▶ _SUPPLIED TEXT_:
• • • • • • •

Day_01 - Julia in the Jupyter notebook#
Getting Conda and Julia to meet#
I reinstalled Julia via
pacman -Syu julia
,
then created a conda environment to build a clean Jupyter notebook.
conda create -n julia
conda activate julia
conda install jupyterlab
Then, I had to rebuild the IJulia
package:
]build("IJulia")
Now, I’m up and running in the Jupyter notebook. Pretty cool so far.
Playing with some vector math and notation#
x = [1, 2, 3];
It looks like Julia suppresses output with the ;
like Matlab.
print(transpose(x));
[1 2 3]
This was an interesting choice here. The default shape for a vector is 1D, e.g. (N, )
, but you need to do a tranpose to multiply vectors either dot product or outer product
print(x*transpose(x))
print('\n',transpose(x)*x)
[1 2 3; 2 4 6; 3 6 9]
14
The result is that the 1D vector has an implicit second dimension. This is like Matlab. A (3, )
vectors is really treated as a (3, 1)
column vector.
There are some cool Linear Algebra things I might be able to build with this kind of framework.
print("size(x) = ", size(x))
print("\nsize(transpose(x)) = ", size(transpose(x)))
size(x) = (
3,)
size(transpose(x)) = (1, 3)
Plotting first time to plot#
Man, I really thought I messed something up with my first plot. It was taking forever. Then, I tried it in the REPL and same thing. Then, I found the first time to plot (issue?). It seems that getting the Julia environment ready to display data takes some computational work.

• • • • • • •

▶ _PROVIDED DATA_:
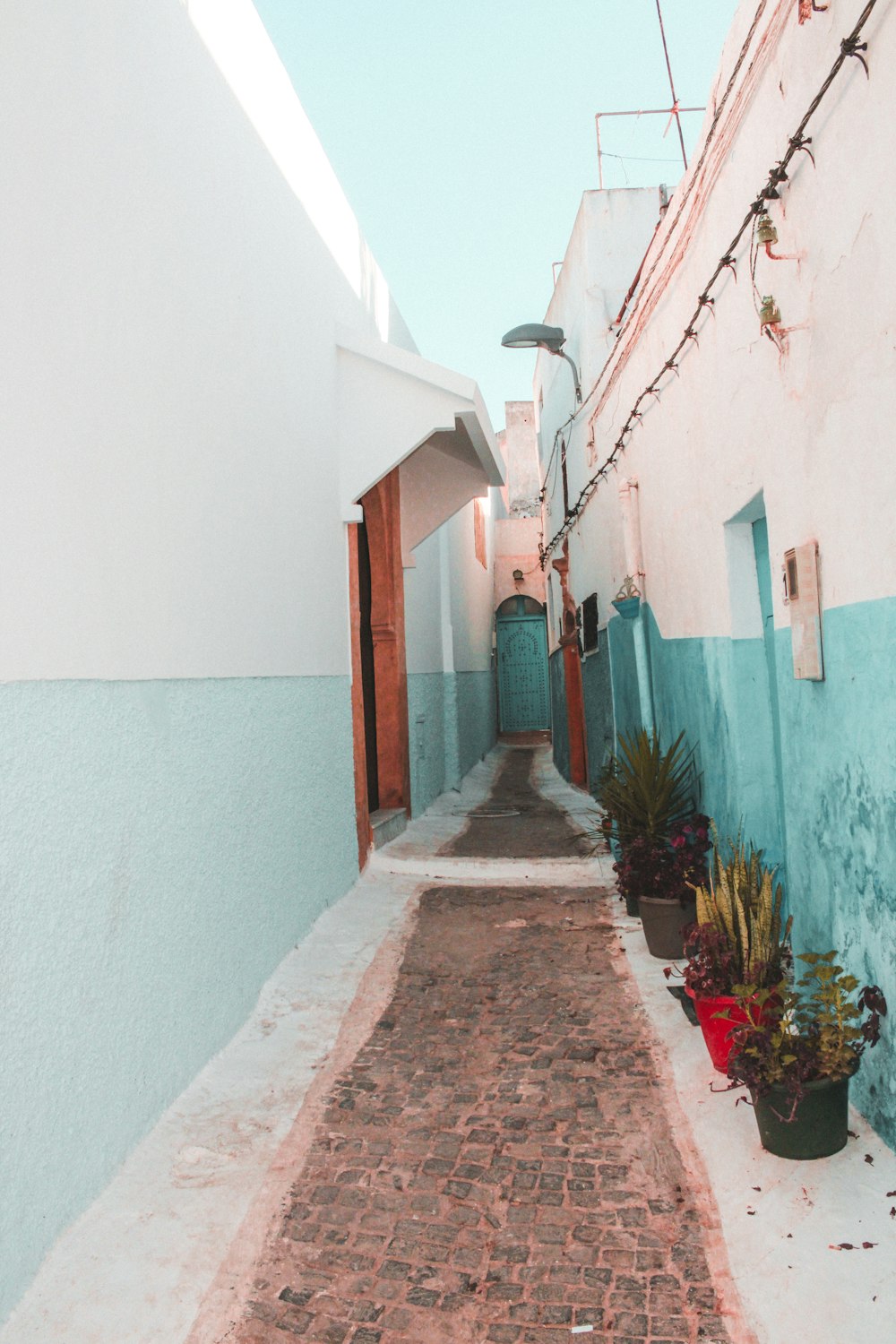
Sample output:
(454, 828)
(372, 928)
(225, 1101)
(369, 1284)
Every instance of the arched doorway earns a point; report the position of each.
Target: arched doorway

• • • • • • •

Continue the Julia notebook log from its last sentence, keeping its voice and format.

using Plots
[ Info: Precompiling Plots [91a5bcdd-55d7-5caf-9e0b-520d859cae80] (cache misses: wrong dep version loaded (2))
Failed to precompile Plots [91a5bcdd-55d7-5caf-9e0b-520d859cae80] to "/home/ryan/.julia/compiled/v1.11/Plots/jl_olBouX".
Stacktrace:
[1] error(s::String)
@ Base ./error.jl:35
[2] compilecache(pkg::Base.PkgId, path::String, internal_stderr::IO, internal_stdout::IO, keep_loaded_modules::Bool; flags::Cmd, cacheflags::Base.CacheFlags, reasons::Dict{String, Int64}, isext::Bool)
@ Base ./loading.jl:3085
[3] (::Base.var"#1082#1083"{Base.PkgId})()
@ Base ./loading.jl:2492
[4] mkpidlock(f::Base.var"#1082#1083"{Base.PkgId}, at::String, pid::Int32; kwopts::@Kwargs{stale_age::Int64, wait::Bool})
@ FileWatching.Pidfile ~/projects/julia/usr/share/julia/stdlib/v1.11/FileWatching/src/pidfile.jl:95
[5] #mkpidlock#6
@ ~/projects/julia/usr/share/julia/stdlib/v1.11/FileWatching/src/pidfile.jl:90 [inlined]
[6] trymkpidlock(::Function, ::Vararg{Any}; kwargs::@Kwargs{stale_age::Int64})
@ FileWatching.Pidfile ~/projects/julia/usr/share/julia/stdlib/v1.11/FileWatching/src/pidfile.jl:116
[7] #invokelatest#2
@ ./essentials.jl:1057 [inlined]
[8] invokelatest
@ ./essentials.jl:1052 [inlined]
[9] maybe_cachefile_lock(f::Base.var"#1082#1083"{Base.PkgId}, pkg::Base.PkgId, srcpath::String; stale_age::Int64)
@ Base ./loading.jl:3609
[10] maybe_cachefile_lock
@ ./loading.jl:3606 [inlined]
[11] _require(pkg::Base.PkgId, env::String)
@ Base ./loading.jl:2488
[12] __require_prelocked(uuidkey::Base.PkgId, env::String)
@ Base ./loading.jl:2315
[13] #invoke_in_world#3
@ ./essentials.jl:1089 [inlined]
[14] invoke_in_world
@ ./essentials.jl:1086 [inlined]
[15] _require_prelocked(uuidkey::Base.PkgId, env::String)
@ Base ./loading.jl:2302
[16] macro expansion
@ ./loading.jl:2241 [inlined]
[17] macro expansion
@ ./lock.jl:273 [inlined]
[18] __require(into::Module, mod::Symbol)
@ Base ./loading.jl:2198
[19] #invoke_in_world#3
@ ./essentials.jl:1089 [inlined]
[20] invoke_in_world
@ ./essentials.jl:1086 [inlined]
[21] require(into::Module, mod::Symbol)
@ Base ./loading.jl:2191
x = range(-5, 5, length = 50)
y = x.^2
plot(x, y)
In Matplotlib, the more plots you add, the more lines you have. Here it looks like the lines get overwritten more like Matlab. Ah, but adding a plot!
adds the lines to the current plot.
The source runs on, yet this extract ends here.